TASK GOAL = Reproduce the part of the data that opens with the line containing "Labeling round 2. The target category is blue" and closes with the line containing "[237,28,335,74]", both of those lines included, and shift every box coordinate up by 102.

DATA PROVIDED =
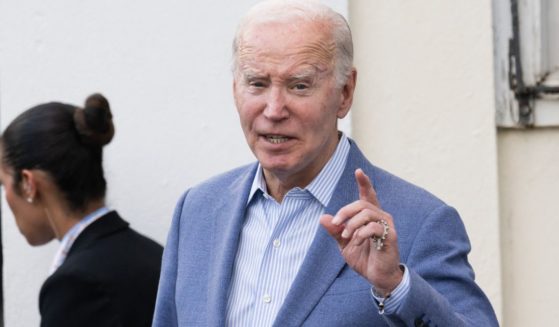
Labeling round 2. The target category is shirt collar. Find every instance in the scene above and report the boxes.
[247,132,350,207]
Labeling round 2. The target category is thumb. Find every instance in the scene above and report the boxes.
[355,168,380,208]
[320,214,348,249]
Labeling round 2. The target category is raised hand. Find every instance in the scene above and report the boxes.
[320,169,403,296]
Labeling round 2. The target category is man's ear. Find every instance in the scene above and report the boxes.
[21,169,37,203]
[338,68,357,119]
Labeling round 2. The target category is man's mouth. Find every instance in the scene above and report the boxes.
[266,135,289,144]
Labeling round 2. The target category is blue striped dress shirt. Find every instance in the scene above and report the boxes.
[227,134,410,327]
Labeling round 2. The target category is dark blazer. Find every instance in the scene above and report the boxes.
[39,211,163,327]
[153,141,498,327]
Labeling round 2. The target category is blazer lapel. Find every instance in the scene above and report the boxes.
[274,142,367,327]
[207,165,257,326]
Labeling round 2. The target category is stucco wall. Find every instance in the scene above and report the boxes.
[498,129,559,327]
[349,0,502,316]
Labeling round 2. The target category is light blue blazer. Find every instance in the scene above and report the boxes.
[153,141,498,327]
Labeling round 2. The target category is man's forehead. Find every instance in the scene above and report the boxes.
[237,28,335,74]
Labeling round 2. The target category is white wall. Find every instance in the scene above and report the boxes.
[0,0,349,327]
[349,0,502,316]
[499,129,559,327]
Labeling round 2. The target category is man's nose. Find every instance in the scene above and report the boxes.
[264,87,289,120]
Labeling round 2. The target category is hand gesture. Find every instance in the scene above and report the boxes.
[320,169,403,297]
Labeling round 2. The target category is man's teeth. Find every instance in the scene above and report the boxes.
[266,135,288,144]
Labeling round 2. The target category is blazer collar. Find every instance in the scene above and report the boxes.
[274,140,374,327]
[208,164,258,326]
[68,211,128,257]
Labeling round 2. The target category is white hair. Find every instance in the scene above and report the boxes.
[233,0,353,86]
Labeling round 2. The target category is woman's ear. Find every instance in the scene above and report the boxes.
[21,169,37,203]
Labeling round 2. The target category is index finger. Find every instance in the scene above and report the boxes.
[355,168,380,208]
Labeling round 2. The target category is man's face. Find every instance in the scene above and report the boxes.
[233,22,354,187]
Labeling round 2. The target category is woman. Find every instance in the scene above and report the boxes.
[0,94,162,327]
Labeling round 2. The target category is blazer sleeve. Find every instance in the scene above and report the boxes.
[152,192,188,327]
[39,274,122,327]
[384,205,499,327]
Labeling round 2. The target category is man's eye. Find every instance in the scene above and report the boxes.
[248,82,266,88]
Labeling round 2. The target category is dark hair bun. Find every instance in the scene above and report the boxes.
[74,93,115,146]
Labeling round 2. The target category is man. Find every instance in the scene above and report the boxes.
[154,1,497,326]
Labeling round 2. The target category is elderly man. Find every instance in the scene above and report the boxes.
[154,1,497,327]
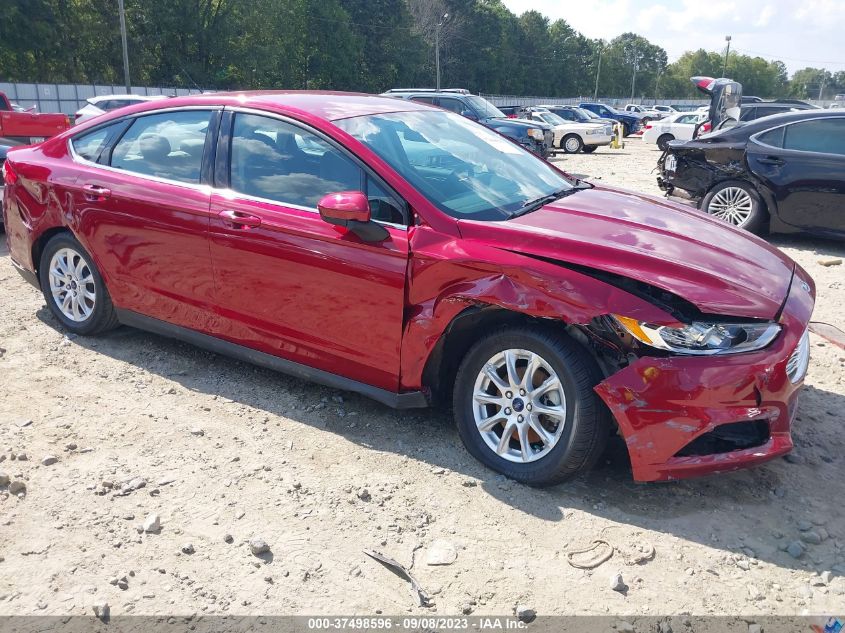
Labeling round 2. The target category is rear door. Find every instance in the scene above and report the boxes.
[72,108,219,331]
[747,116,845,233]
[211,111,408,391]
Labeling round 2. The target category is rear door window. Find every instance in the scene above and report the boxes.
[111,110,211,184]
[70,121,124,163]
[783,118,845,155]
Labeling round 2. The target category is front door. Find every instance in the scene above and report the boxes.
[211,112,408,391]
[747,116,845,233]
[68,109,215,331]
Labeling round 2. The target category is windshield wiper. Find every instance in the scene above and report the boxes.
[511,180,593,218]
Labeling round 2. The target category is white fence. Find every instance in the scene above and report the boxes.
[0,82,201,114]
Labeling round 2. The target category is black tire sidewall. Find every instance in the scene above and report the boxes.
[700,180,768,235]
[453,329,607,486]
[560,134,584,154]
[38,233,113,335]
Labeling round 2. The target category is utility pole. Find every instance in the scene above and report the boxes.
[631,48,640,103]
[117,0,132,94]
[593,46,604,101]
[436,12,449,92]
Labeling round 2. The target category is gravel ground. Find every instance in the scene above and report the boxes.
[0,140,845,616]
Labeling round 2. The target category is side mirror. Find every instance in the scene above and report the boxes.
[317,191,390,242]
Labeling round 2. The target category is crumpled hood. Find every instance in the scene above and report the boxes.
[459,187,795,319]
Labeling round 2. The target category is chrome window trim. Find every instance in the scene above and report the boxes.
[224,106,411,231]
[67,106,223,195]
[748,110,845,158]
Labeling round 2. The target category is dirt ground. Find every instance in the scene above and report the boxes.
[0,139,845,616]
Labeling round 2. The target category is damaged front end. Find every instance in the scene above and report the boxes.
[590,270,813,481]
[657,138,751,198]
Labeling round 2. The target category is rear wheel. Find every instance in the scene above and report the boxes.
[453,328,610,486]
[701,180,767,234]
[560,134,584,154]
[38,233,118,334]
[657,134,675,152]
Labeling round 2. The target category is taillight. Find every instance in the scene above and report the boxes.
[2,161,18,185]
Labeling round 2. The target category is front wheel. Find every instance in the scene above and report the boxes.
[453,328,610,486]
[657,134,675,152]
[38,233,118,334]
[560,134,584,154]
[701,180,767,234]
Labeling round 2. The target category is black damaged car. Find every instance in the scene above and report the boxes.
[658,110,845,238]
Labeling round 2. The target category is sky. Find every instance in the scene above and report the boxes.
[504,0,845,73]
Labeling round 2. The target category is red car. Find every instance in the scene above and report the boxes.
[4,92,814,485]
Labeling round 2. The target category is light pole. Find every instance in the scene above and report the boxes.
[434,13,449,92]
[631,48,640,103]
[117,0,132,94]
[593,46,604,101]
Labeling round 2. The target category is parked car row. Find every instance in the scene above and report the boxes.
[492,106,613,154]
[658,80,845,238]
[2,90,815,485]
[382,88,554,158]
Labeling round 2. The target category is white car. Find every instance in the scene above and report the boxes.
[73,95,167,124]
[525,108,613,154]
[643,112,707,149]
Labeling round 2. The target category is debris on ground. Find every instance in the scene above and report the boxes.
[566,539,614,569]
[364,549,434,607]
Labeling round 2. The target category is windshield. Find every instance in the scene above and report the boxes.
[335,110,573,220]
[570,108,601,123]
[465,95,507,119]
[537,112,566,125]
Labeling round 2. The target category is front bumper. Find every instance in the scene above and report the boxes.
[582,134,613,146]
[596,267,814,481]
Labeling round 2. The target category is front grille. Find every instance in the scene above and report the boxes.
[786,330,810,384]
[675,420,770,457]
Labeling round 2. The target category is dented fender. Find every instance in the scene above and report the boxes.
[400,226,677,390]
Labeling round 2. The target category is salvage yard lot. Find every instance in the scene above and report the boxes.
[0,139,845,616]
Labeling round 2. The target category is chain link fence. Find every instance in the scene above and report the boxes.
[0,82,201,115]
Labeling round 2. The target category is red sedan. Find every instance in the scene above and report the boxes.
[4,92,814,485]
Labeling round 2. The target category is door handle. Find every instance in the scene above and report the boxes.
[218,209,261,229]
[82,185,111,202]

OUTPUT FOR THIS TASK =
Labeling round 2. The target category is blue striped dress shirt. Find every instance in the scene above and report the boxes.
[329,236,512,429]
Labeling round 2. The target category is dark blazer. Find every instance in the scene above and report the boxes.
[141,313,265,429]
[255,243,600,429]
Labeling round 2. The target category is blazer lapel. Find every instance in the scene above and report the boxes.
[376,244,469,429]
[309,267,359,428]
Labeling round 2. The target category is stucco wall. Find every instance in the scene above and report the boxes.
[600,231,661,429]
[451,102,604,418]
Labeling round 2. The target category is light blue blazer. Find every instance in the scene above and report the boxes.
[255,243,600,429]
Labeling round 2. The target category is man's forehead. Find every instance in the scene above and report the boxes.
[339,130,437,176]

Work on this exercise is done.